[The task] Pull every line of the entries below into your answer without changing anything, and leave out the pictures.

[The input]

>>>>>

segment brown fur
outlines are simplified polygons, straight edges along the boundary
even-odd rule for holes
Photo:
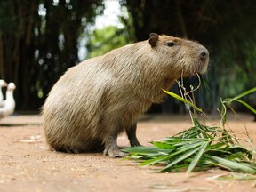
[[[168,46],[167,43],[174,45]],[[125,131],[140,145],[136,123],[175,79],[204,72],[208,51],[198,43],[150,34],[149,41],[123,46],[69,68],[43,108],[43,126],[55,150],[124,156],[116,144]]]

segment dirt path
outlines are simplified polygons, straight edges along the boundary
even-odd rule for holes
[[[253,117],[242,115],[256,140]],[[218,123],[218,121],[216,121]],[[0,120],[0,191],[256,191],[256,180],[220,180],[228,172],[154,173],[153,167],[140,167],[130,160],[113,159],[101,154],[64,154],[47,149],[39,116],[12,116]],[[237,134],[244,131],[237,119],[228,123]],[[147,116],[138,124],[143,145],[187,129],[188,116]],[[120,146],[128,146],[124,135]]]

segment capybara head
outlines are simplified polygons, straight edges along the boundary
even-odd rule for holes
[[[172,72],[172,77],[187,77],[206,71],[209,52],[196,42],[151,33],[149,44],[157,55],[159,68]]]

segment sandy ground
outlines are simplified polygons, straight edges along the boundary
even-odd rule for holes
[[[250,136],[256,139],[252,116],[241,115]],[[214,118],[213,118],[214,119]],[[228,172],[214,169],[204,172],[156,173],[154,167],[140,167],[131,160],[109,158],[99,153],[65,154],[47,148],[40,116],[12,116],[0,120],[0,191],[256,191],[256,180],[218,180]],[[218,121],[214,120],[218,124]],[[233,116],[229,127],[244,132]],[[189,128],[189,117],[144,116],[138,124],[143,145]],[[118,144],[129,146],[125,135]]]

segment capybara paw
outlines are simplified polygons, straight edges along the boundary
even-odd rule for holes
[[[136,140],[130,140],[131,147],[141,146],[140,143]]]
[[[65,148],[68,153],[79,153],[79,150],[76,148],[68,147]]]
[[[122,152],[121,150],[119,149],[105,149],[104,152],[103,152],[103,155],[104,156],[108,156],[112,157],[112,158],[115,158],[115,157],[124,157],[127,156],[126,153],[124,152]]]

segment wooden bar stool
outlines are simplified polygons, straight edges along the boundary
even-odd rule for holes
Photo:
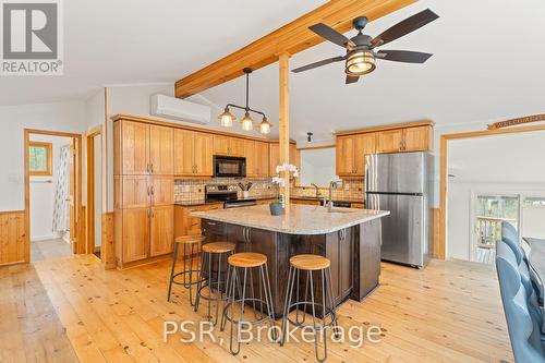
[[[288,322],[293,324],[295,327],[304,328],[311,326],[314,329],[315,339],[314,339],[314,352],[316,354],[316,360],[318,362],[324,362],[327,359],[327,337],[326,329],[332,327],[334,334],[338,334],[337,327],[337,312],[335,308],[335,295],[332,291],[331,285],[331,268],[330,261],[326,257],[318,255],[296,255],[290,258],[290,274],[288,277],[288,289],[286,291],[286,302],[282,317],[282,332],[280,339],[280,346],[283,346],[286,342],[286,331],[289,329]],[[305,292],[304,298],[301,300],[301,295],[299,293],[299,285],[300,285],[300,271],[306,271],[306,282],[305,282]],[[320,283],[314,283],[313,273],[318,275],[317,277],[320,280]],[[304,276],[303,276],[304,278]],[[296,293],[294,302],[292,303],[293,298],[293,288],[296,280]],[[315,287],[322,288],[320,291],[314,291]],[[311,300],[308,301],[308,293],[311,295]],[[315,294],[322,294],[322,302],[315,301]],[[292,308],[295,308],[295,320],[290,318],[289,314]],[[320,314],[316,315],[316,307],[319,307]],[[303,317],[300,318],[300,310],[302,311]],[[312,325],[305,324],[305,314],[307,311],[312,312]],[[322,319],[317,322],[317,317]],[[324,356],[319,358],[318,354],[318,338],[319,334],[323,334],[324,341]]]
[[[196,262],[194,257],[195,254],[198,253],[198,245],[206,240],[204,235],[181,235],[174,240],[174,253],[172,255],[172,268],[170,269],[170,282],[169,282],[169,292],[167,295],[167,301],[170,301],[170,294],[172,292],[172,283],[181,285],[185,289],[190,290],[190,304],[194,305],[193,302],[193,285],[196,285],[198,281],[193,280],[193,273],[195,276],[198,276],[199,269],[193,264]],[[175,263],[178,261],[178,253],[180,251],[180,245],[183,246],[183,270],[180,273],[175,273]],[[189,256],[189,258],[187,258]],[[187,261],[189,259],[189,261]],[[183,276],[182,281],[177,281],[175,278],[178,276]],[[189,276],[189,280],[187,280]]]
[[[230,266],[230,278],[228,286],[228,303],[223,307],[221,316],[221,331],[225,329],[226,322],[231,323],[231,334],[229,348],[231,354],[237,355],[241,346],[241,326],[243,324],[254,325],[264,322],[270,323],[272,337],[276,339],[275,310],[272,307],[272,294],[270,292],[269,271],[267,267],[267,256],[261,253],[235,253],[228,258]],[[257,289],[259,298],[255,295],[255,285],[252,268],[258,269]],[[241,271],[242,270],[242,271]],[[247,275],[250,273],[250,280]],[[242,275],[242,280],[241,280]],[[250,285],[247,285],[250,282]],[[246,287],[250,288],[252,297],[246,298]],[[238,290],[238,291],[235,291]],[[264,298],[265,295],[265,298]],[[252,303],[254,310],[254,319],[245,319],[244,307],[246,303]],[[240,304],[240,315],[235,316],[234,305]],[[257,305],[259,306],[257,308]],[[230,313],[229,313],[230,307]],[[266,308],[266,314],[264,313]],[[259,314],[258,314],[259,313]],[[237,349],[233,347],[233,330],[237,325]]]
[[[221,257],[223,255],[230,256],[234,253],[234,243],[228,242],[213,242],[203,245],[201,254],[201,273],[197,280],[197,297],[195,299],[195,312],[198,310],[201,299],[208,301],[208,322],[211,320],[211,302],[216,303],[216,318],[214,325],[218,323],[219,303],[227,300],[227,294],[223,294],[225,287],[229,280],[229,270],[227,270],[227,279],[221,279]],[[217,269],[213,270],[213,259],[218,259]],[[216,274],[214,279],[213,273]],[[207,288],[208,293],[203,293]],[[214,293],[216,292],[216,297]]]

<<<<<

[Task answer]
segment brown fur
outlines are simplified polygons, straight edges along the boundary
even-odd rule for holes
Photo:
[[[168,46],[167,43],[174,45]],[[125,131],[140,145],[136,123],[175,79],[204,72],[208,51],[198,43],[150,34],[149,41],[123,46],[69,68],[43,108],[43,126],[55,150],[124,156],[116,144]]]

segment dirt path
outlines are simplified polygons, straight edges along the boundary
even-odd rule for holes
[[[253,117],[242,115],[256,140]],[[218,123],[218,121],[216,121]],[[0,120],[0,191],[256,191],[256,180],[220,180],[228,172],[154,173],[153,167],[140,167],[130,160],[113,159],[101,154],[64,154],[47,149],[39,116],[12,116]],[[237,134],[244,131],[237,119],[228,123]],[[147,116],[138,124],[143,145],[187,129],[188,116]],[[120,146],[128,146],[124,135]]]

segment capybara head
outlines are simplified polygons, straight edges along the boundary
even-odd rule for holes
[[[172,72],[172,77],[187,77],[206,71],[209,52],[196,42],[151,33],[149,44],[157,55],[159,68]]]

segment sandy ground
outlines are simplified polygons, straight edges along the boundary
even-odd rule for holes
[[[250,136],[256,139],[252,116],[241,115]],[[214,118],[213,118],[214,119]],[[228,172],[214,169],[204,172],[156,173],[154,167],[140,167],[131,160],[109,158],[99,153],[65,154],[47,148],[40,116],[12,116],[0,120],[0,191],[256,191],[256,180],[218,180]],[[218,121],[214,120],[218,124]],[[233,116],[229,127],[244,132]],[[189,128],[189,117],[144,116],[138,124],[143,145]],[[118,144],[129,146],[125,135]]]

segment capybara paw
outlines are simplified polygons, straight edges along the boundary
even-odd rule for holes
[[[136,140],[130,140],[131,147],[141,146],[140,143]]]
[[[65,148],[68,153],[79,153],[79,150],[76,148],[68,147]]]
[[[122,152],[121,150],[119,149],[105,149],[104,152],[103,152],[103,155],[104,156],[108,156],[112,157],[112,158],[115,158],[115,157],[124,157],[127,156],[126,153],[124,152]]]

segment wooden bar stool
outlines are simplified polygons, straight edges along the boundary
even-odd rule for holes
Photo:
[[[288,322],[293,324],[295,327],[304,328],[311,326],[314,329],[315,339],[314,339],[314,352],[316,354],[316,360],[318,362],[324,362],[327,359],[327,337],[326,329],[332,327],[334,334],[338,334],[337,327],[337,312],[335,308],[335,295],[332,291],[331,285],[331,268],[330,261],[326,257],[318,255],[296,255],[290,258],[290,274],[288,277],[288,289],[286,291],[286,302],[282,317],[282,332],[280,339],[280,346],[283,346],[286,342],[286,331],[289,329]],[[305,292],[304,298],[301,300],[301,295],[299,293],[299,285],[300,285],[300,271],[306,271],[306,282],[305,282]],[[320,283],[314,283],[313,273],[318,275],[317,277],[320,280]],[[304,276],[303,276],[304,278]],[[296,293],[294,302],[292,303],[293,298],[293,288],[296,280]],[[315,287],[322,288],[320,291],[314,291]],[[311,300],[308,301],[308,293],[311,295]],[[315,294],[322,294],[322,302],[315,301]],[[292,308],[295,308],[295,320],[290,318],[289,314]],[[320,314],[316,315],[316,307],[319,307]],[[303,317],[300,318],[300,310],[302,311]],[[312,325],[305,324],[305,314],[307,311],[312,312]],[[322,319],[317,322],[317,317]],[[324,356],[319,358],[318,354],[318,338],[319,334],[323,334],[324,341]]]
[[[196,262],[194,257],[195,254],[198,253],[198,245],[206,240],[204,235],[181,235],[174,240],[174,253],[172,255],[172,268],[170,269],[170,282],[169,282],[169,292],[167,295],[167,301],[170,301],[170,294],[172,292],[172,283],[181,285],[185,289],[190,290],[190,304],[194,305],[193,302],[193,285],[196,285],[198,281],[193,280],[193,273],[195,276],[198,276],[199,269],[193,264]],[[175,263],[178,261],[178,253],[180,251],[180,245],[183,246],[183,270],[180,273],[175,273]],[[189,256],[189,258],[187,258]],[[187,261],[189,259],[189,261]],[[183,276],[182,281],[177,281],[175,278],[178,276]],[[189,276],[189,280],[187,280]]]
[[[230,266],[230,278],[228,286],[228,303],[223,307],[221,316],[221,331],[225,329],[226,322],[231,323],[231,334],[229,348],[231,354],[237,355],[241,346],[241,326],[243,324],[254,325],[264,322],[270,323],[272,337],[276,339],[275,310],[272,307],[272,294],[270,292],[269,271],[267,267],[267,256],[261,253],[235,253],[228,258]],[[257,289],[259,298],[255,295],[255,285],[252,268],[258,269]],[[241,271],[242,270],[242,271]],[[247,275],[250,273],[250,280]],[[242,275],[242,280],[241,280]],[[250,285],[247,285],[250,282]],[[246,287],[250,288],[252,297],[246,298]],[[238,290],[238,291],[235,291]],[[264,298],[265,295],[265,298]],[[252,303],[254,310],[254,319],[245,319],[244,307],[246,303]],[[240,304],[240,315],[235,316],[234,305]],[[257,305],[259,306],[257,308]],[[230,313],[229,313],[230,307]],[[266,308],[266,314],[264,313]],[[259,314],[258,314],[259,313]],[[237,349],[233,347],[233,330],[237,325]]]
[[[221,257],[223,255],[230,256],[234,253],[234,243],[228,242],[213,242],[203,245],[201,254],[201,273],[197,280],[197,297],[195,299],[195,312],[198,310],[201,299],[208,301],[208,322],[211,320],[211,302],[216,303],[216,318],[214,325],[218,323],[219,303],[227,300],[227,294],[223,294],[225,287],[229,280],[229,270],[227,270],[227,279],[221,279]],[[217,269],[213,270],[213,259],[218,259]],[[216,274],[214,279],[213,273]],[[207,288],[208,293],[203,293]],[[214,293],[216,292],[216,297]]]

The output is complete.